§ TEXT SHOWN
The interesting aspect of this scheme is that as long as a client knows it has an outstanding callback promise at the server, it can safely access the file locally. In particular, suppose a client opens a file and finds it is still in its cache. It can then use that file provided the server still has a callback promise on the file for that client. The client will have to check with the server if that promise still holds. If so, there is no need to transfer the file from the server to the client again.

 

This approach is illustrated in Fig. 11-23, which is an extension of Fig. 11-20. When client A starts session SA, the server records a callback promise. The same happens when B starts session SB. However, when B closes SB, the server breaks its promise to callback client A by sending A a callback break. Note that due to the transactional semantics of Coda, when client A closes session SA, nothing special happens; the closing is simply accepted as one would expect.

[Page 523]

 

Figure 11-23. The use of local copies when opening a session in Coda.

§ THE PROBLEM
Retype the part of the Coda caching passage that begins at the words "This approach is" and stops after "one would expect.".

§ DATASET EXCERPT
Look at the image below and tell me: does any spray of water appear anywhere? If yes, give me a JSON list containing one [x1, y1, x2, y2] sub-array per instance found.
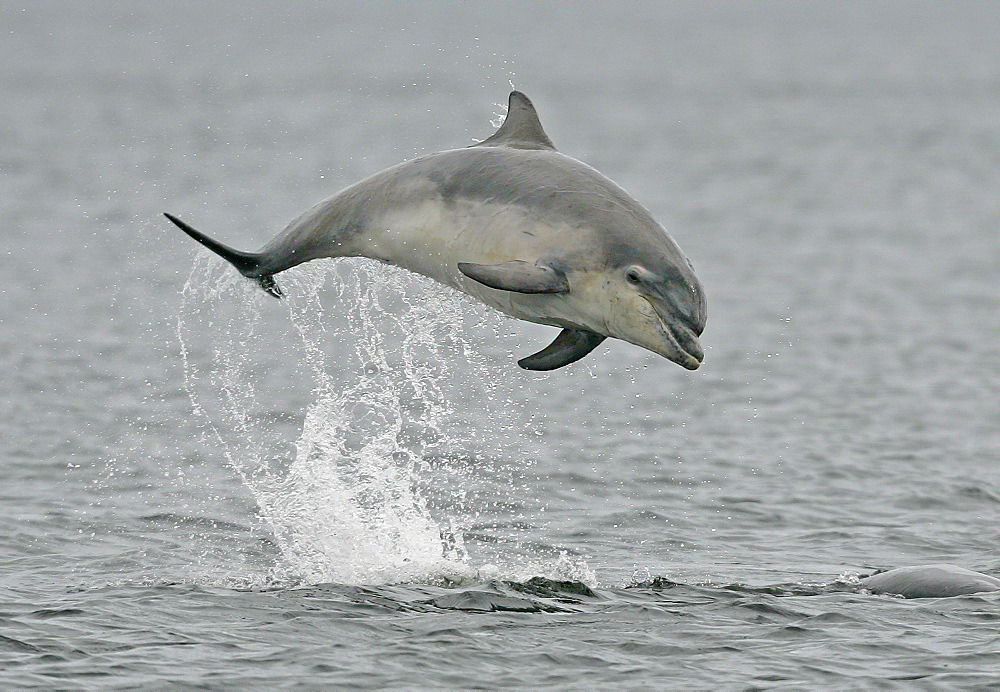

§ RIGHT ANSWER
This approach is illustrated in Fig. 11-23, which is an extension of Fig. 11-20. When client A starts session SA, the server records a callback promise. The same happens when B starts session SB. However, when B closes SB, the server breaks its promise to callback client A by sending A a callback break. Note that due to the transactional semantics of Coda, when client A closes session SA, nothing special happens; the closing is simply accepted as one would expect.